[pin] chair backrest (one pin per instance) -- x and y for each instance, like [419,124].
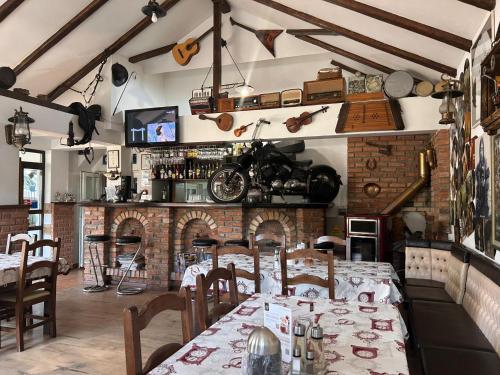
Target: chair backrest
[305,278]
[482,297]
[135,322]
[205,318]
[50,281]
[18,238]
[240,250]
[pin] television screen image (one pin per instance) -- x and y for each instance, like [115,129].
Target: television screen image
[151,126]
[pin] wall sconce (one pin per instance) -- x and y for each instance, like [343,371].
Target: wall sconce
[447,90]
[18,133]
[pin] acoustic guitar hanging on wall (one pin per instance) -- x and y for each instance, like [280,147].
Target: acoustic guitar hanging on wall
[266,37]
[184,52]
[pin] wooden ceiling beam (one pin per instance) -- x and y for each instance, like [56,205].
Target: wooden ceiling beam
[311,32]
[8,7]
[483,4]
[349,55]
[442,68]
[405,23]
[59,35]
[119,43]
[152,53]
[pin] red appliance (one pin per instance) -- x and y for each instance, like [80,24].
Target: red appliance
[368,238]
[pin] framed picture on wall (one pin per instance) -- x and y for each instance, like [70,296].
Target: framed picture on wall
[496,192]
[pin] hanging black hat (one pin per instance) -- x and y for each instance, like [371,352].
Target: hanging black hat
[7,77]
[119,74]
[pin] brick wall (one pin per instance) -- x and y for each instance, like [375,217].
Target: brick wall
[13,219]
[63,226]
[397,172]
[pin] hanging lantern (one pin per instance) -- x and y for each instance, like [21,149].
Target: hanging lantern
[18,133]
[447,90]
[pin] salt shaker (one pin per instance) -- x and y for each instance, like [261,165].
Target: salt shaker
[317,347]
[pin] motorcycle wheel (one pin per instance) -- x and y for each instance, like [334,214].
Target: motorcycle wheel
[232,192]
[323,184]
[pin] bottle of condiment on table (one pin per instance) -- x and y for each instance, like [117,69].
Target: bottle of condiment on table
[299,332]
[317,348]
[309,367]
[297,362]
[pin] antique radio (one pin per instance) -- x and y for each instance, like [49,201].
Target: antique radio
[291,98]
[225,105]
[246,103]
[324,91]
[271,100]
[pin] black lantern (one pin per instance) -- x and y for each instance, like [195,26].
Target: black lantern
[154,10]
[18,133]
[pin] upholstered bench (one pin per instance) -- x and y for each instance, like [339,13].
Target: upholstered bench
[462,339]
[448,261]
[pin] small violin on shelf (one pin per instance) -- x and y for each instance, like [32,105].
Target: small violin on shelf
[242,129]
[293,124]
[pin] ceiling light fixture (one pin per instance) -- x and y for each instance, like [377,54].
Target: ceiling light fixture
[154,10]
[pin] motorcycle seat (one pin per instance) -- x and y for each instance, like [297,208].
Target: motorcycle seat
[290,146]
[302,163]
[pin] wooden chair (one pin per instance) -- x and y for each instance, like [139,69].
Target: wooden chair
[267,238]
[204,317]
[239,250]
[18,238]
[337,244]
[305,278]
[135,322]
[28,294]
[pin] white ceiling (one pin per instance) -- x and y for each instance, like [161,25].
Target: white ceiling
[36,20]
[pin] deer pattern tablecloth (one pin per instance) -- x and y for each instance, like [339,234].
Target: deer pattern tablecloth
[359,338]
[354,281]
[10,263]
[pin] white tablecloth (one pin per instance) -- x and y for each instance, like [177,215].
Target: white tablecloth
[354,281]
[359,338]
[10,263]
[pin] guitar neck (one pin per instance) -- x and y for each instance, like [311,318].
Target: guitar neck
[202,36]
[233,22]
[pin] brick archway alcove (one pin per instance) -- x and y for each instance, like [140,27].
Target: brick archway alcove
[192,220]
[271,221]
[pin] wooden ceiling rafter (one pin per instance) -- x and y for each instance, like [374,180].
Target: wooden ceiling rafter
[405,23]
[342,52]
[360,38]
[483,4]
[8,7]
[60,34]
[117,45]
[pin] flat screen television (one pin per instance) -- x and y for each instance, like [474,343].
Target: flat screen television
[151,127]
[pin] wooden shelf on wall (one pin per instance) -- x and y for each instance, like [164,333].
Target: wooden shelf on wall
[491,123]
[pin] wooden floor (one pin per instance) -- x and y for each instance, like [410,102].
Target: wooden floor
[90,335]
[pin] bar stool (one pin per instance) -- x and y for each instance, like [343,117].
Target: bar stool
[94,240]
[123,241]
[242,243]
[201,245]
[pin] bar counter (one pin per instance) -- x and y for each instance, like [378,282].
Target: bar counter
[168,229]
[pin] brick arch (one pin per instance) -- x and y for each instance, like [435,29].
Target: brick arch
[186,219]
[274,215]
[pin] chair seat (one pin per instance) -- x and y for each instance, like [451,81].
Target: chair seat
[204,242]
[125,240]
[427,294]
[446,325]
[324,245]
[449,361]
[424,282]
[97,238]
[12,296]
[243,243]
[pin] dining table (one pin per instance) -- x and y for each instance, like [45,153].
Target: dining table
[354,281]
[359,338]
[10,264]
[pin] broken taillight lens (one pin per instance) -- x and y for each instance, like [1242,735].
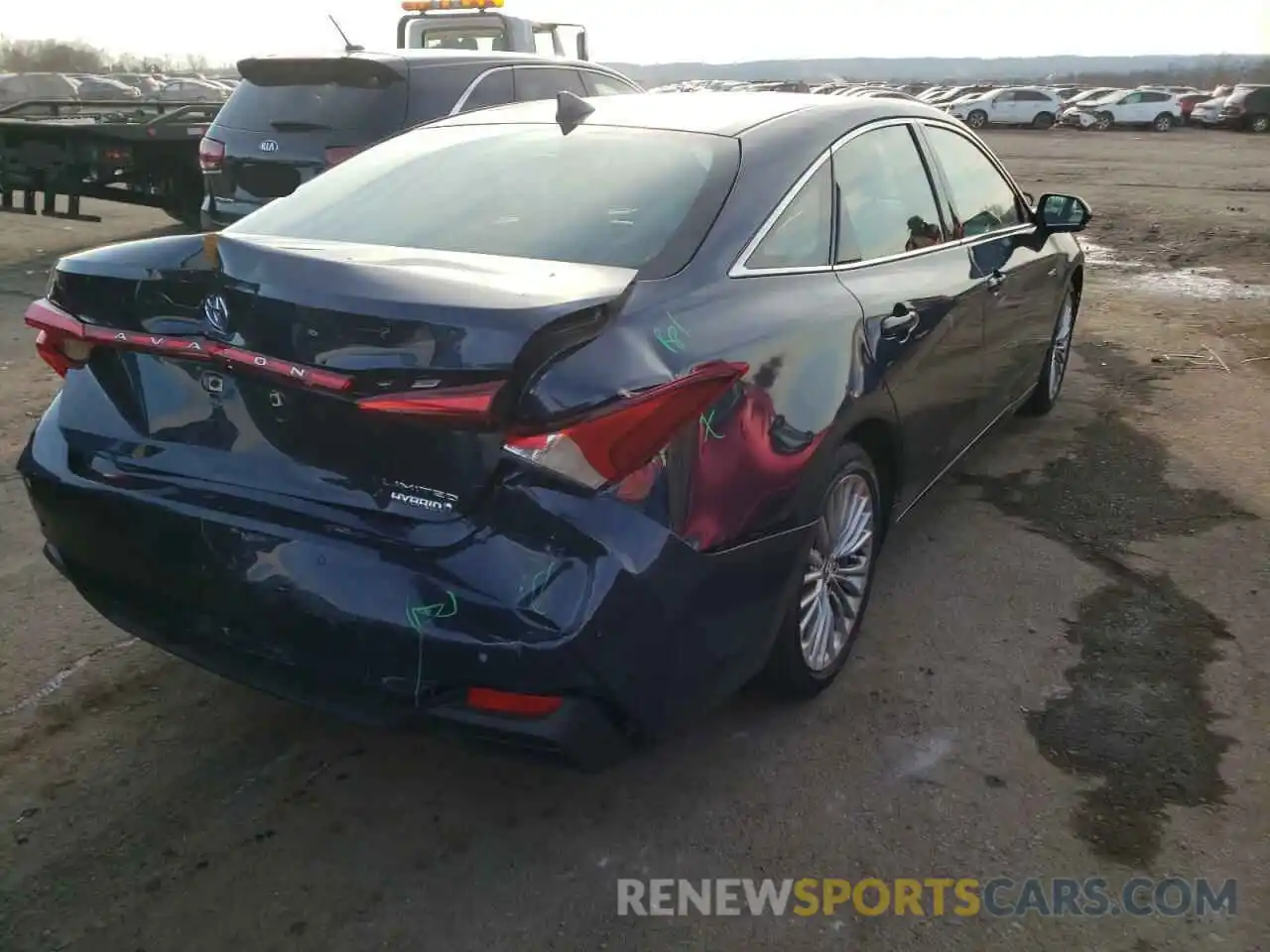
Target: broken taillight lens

WHAT THE EXERCISE ASKS:
Output the stretch of the data above from the line containing "[pin] flat screen" through the end of the data as a Markdown table with the columns Row and Text, numbering each line and skipping blank lines. Leave the pictures out.

CORRECT RESPONSE:
| Row | Text |
|---|---|
| 1 | [pin] flat screen television (one pin per instance) -- x and y for each instance, like [474,343]. |
| 2 | Target: flat screen television |
| 3 | [151,127] |
| 4 | [pin] wooden shelf on wall (one pin per instance) -- x and y for each instance, like [164,333]. |
| 5 | Target: wooden shelf on wall |
| 6 | [491,123] |
| 7 | [pin] wooden floor (one pin per instance) -- x and y for each instance, like [410,102]. |
| 8 | Target: wooden floor |
| 9 | [90,335] |
| 10 | [pin] bar stool (one pin per instance) -- x and y for each instance, like [343,117]. |
| 11 | Target: bar stool |
| 12 | [94,240] |
| 13 | [123,241] |
| 14 | [242,243] |
| 15 | [201,245] |
| 16 | [pin] bar counter (one pin per instance) -- x and y for each instance, like [378,282]. |
| 17 | Target: bar counter |
| 18 | [168,229] |
| 19 | [pin] brick arch (one pin per instance) -- x and y for each instance, like [435,29]. |
| 20 | Target: brick arch |
| 21 | [186,219] |
| 22 | [274,215] |
| 23 | [pin] chair seat (one pin per instance) -- x and y for each instance, like [451,81]. |
| 24 | Target: chair seat |
| 25 | [204,242] |
| 26 | [125,240] |
| 27 | [427,294] |
| 28 | [446,325] |
| 29 | [324,245] |
| 30 | [449,361] |
| 31 | [424,282] |
| 32 | [97,238] |
| 33 | [12,296] |
| 34 | [243,243] |
| 35 | [pin] dining table (one pin per instance) -- x and y for each instance, like [45,153]. |
| 36 | Target: dining table |
| 37 | [354,281] |
| 38 | [359,338] |
| 39 | [10,264] |
| 40 | [pin] broken taillight lens (one pin per instance) -- x and y for each instance, like [1242,735]. |
| 41 | Target: broken taillight lens |